[<prev] [next>] [<thread-prev] [thread-next>] [day] [month] [year] [list]
Message-ID: <20130819012229.GZ29406@linux.vnet.ibm.com>
Date:	Sun, 18 Aug 2013 18:22:29 -0700
From:	"Paul E. McKenney" <paulmck@...ux.vnet.ibm.com>
To:	Josh Triplett <josh@...htriplett.org>
Cc:	linux-kernel@...r.kernel.org, mingo@...e.hu, laijs@...fujitsu.com,
	dipankar@...ibm.com, akpm@...ux-foundation.org,
	mathieu.desnoyers@...ymtl.ca, niv@...ibm.com, tglx@...utronix.de,
	peterz@...radead.org, rostedt@...dmis.org, dhowells@...hat.com,
	edumazet@...gle.com, darren@...art.com, fweisbec@...il.com,
	sbw@....edu
Subject: Re: [PATCH tip/core/rcu 4/9] nohz_full: Add rcu_dyntick data for
 scalable detection of all-idle state
On Sat, Aug 17, 2013 at 08:02:34PM -0700, Josh Triplett wrote:
> On Sat, Aug 17, 2013 at 06:49:39PM -0700, Paul E. McKenney wrote:
> > From: "Paul E. McKenney" <paulmck@...ux.vnet.ibm.com>
> > 
> > This commit adds fields to the rcu_dyntick structure that are used to
> > detect idle CPUs.  These new fields differ from the existing ones in
> > that the existing ones consider a CPU executing in user mode to be idle,
> > where the new ones consider CPUs executing in user mode to be busy.
______
DIRECTIVE
List every header field name in the mailing-list message above, in the order they appear.

MATERIAL PROVIDED
______
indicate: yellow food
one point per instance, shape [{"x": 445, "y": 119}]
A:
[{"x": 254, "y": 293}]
______
FULL ANSWER
Message-ID, Date, From, To, Cc, Subject